## GIVEN INSTRUCTION
Reproduce each of the following records verbatim, keeping every line and its order unchanged.

## RECORDS PROVIDED

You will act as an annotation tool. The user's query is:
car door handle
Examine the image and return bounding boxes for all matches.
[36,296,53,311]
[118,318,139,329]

## CORRECT RESULT
You will act as an annotation tool. The user's query is:
car door handle
Examine the image and return bounding boxes for all matches.
[36,296,53,311]
[118,318,139,329]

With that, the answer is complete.